## SUPPLIED TEXT
################
But Wizards of the Coast is hardly the only large publisher guilty of this nonsense. Disappointingly, despite that Paizo seems to have been trying to not fail quite as much at female characters lately, they still included this character in some published material released August of last year.


And sure, she’s not as bad as the others. But the fact is that she is dessicated, her skin and muscle tissue are clearly withered and dried out. So WHY in god’s name is she wearing boob plate? Given that her nose and lips rotten and she is clearly giving zero fucks about that, I highly doubt it’s a fashion statement. And if her limbs and lower torso are at that level of desiccation, it’s not like her tits are going to be perky enough to need any support, not unless she’s had some very selective embalming done.

But let’s not forget video games! Because there are so. Goddamn. Many. corpse tits in video games.

One of the elder statesmen of video game corpse tits would have to be WoW, who from the very beginning made it clear that even in death the women in the WoW universe would have supermodel faces and amazing tits.

What makes it even more frustrating is the fact that apparently there are a few artists who work for Blizzard whose heads aren’t completely up their asses:

I have pretty much zero interest in playing a character like Barbie McCorpse-Tits, but I would totally play the shit out of her! Look at her! Rotten nose and face, not sexualized, just getting shit done. AWESOME. MORE OF THAT PLEASE. And less of this shit:

How sad is it that Resident Evil has the least sexualized female zombie? What the hell? Why is this a thing that game companies are competing over? Still, if I had to give an award I would give Guild Wars the trophy for the grossest corpse tits ever. Seriously, look at her. The skin on her face is leatherized but she’s still got fucking basketballs pinned to her chest. I’m surprised they didn’t put nipples on her for gods sake.

But wait! There’s more!

Even Facebook games just can’t resist getting in on that sexy necro-boob action. Look at miss Zombie Prostitute here. Sure her face and arm are all decayed and gross, but don’t worry, the important stuff is still perky and fleshy. (Also, the contrast here just underscores everything I’m saying here. Why do female zombies never get to wear any fucking clothes, but male zombies walk around in three piece suits and the like?)

The Bottom of the Barrel

As bad as all of that is, it actually gets worse. “But, wundergeek!” I’m sure you’re asking. “How could it get worse?”

Well, gentle reader. As bad as the above examples are, they aren’t generally being used to promote the brands that the represent. As awful as corpse tits are, most companies still have the sense not to use them to promote their products to a wider audience.
################
## INFORMATION SUPPLIED
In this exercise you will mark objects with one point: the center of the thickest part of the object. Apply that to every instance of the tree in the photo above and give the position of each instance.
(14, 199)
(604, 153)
################
## WRITTEN EXERCISE
Could you reproduce word for word the part of the text on sexualized undead women in games that opens with the words containing "One of the elder" and closes with "faces and amazing tits."? Work from the text only, not from the lines.

## THE RESULT
One of the elder statesmen of video game corpse tits would have to be WoW, who from the very beginning made it clear that even in death the women in the WoW universe would have supermodel faces and amazing tits.